◆ Stated task:
Select every line in the rows below that contains the word "front". Case counts.

Position annotation records

=-=-=

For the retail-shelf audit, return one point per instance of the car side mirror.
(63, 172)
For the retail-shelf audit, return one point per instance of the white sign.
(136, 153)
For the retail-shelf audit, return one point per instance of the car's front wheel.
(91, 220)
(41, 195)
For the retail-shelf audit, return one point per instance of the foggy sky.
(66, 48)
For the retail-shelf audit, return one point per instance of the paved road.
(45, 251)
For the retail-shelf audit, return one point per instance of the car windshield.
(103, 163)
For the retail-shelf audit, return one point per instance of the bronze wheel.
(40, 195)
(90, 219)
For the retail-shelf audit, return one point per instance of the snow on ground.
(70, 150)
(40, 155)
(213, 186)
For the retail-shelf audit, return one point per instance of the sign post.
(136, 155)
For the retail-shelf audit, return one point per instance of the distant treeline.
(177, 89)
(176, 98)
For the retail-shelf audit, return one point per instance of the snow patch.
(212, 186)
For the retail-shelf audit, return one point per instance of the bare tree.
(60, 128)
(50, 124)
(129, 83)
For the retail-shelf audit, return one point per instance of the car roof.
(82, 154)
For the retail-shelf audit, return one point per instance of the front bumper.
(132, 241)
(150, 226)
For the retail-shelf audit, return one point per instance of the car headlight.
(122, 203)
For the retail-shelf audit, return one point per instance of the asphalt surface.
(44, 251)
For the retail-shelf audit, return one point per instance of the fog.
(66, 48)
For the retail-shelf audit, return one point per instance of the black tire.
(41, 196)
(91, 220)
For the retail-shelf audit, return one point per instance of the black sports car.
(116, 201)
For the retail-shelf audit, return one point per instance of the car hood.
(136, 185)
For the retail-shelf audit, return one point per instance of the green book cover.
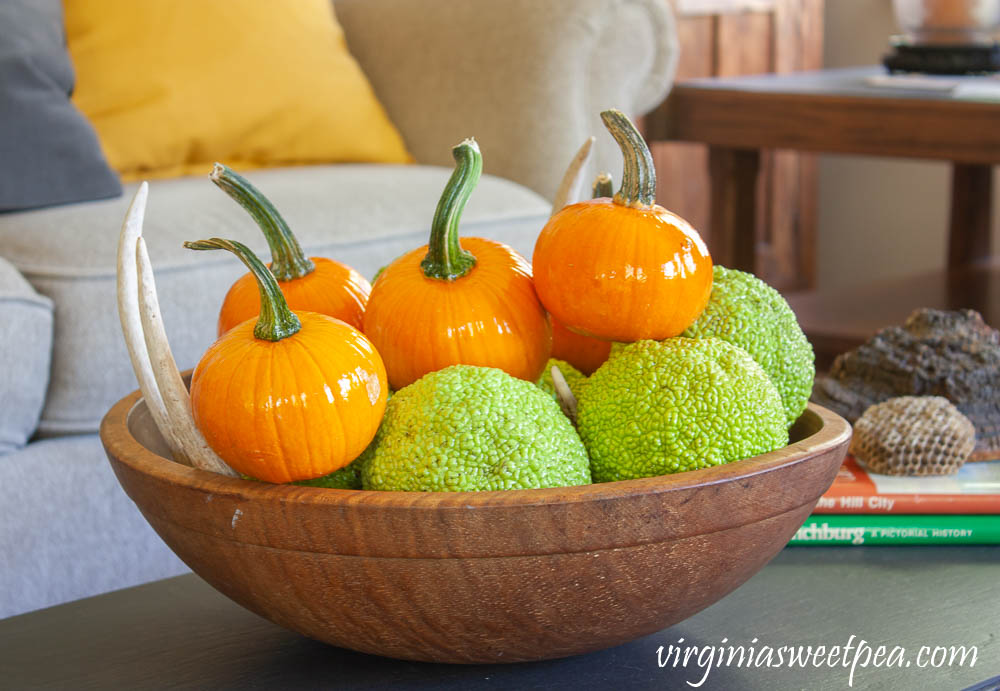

=-=-=

◆ Output for this exercise:
For the retail-shelf audit, return one point per instance of the car's front wheel.
For the retail-shelf audit, return one point per instance of the front bumper.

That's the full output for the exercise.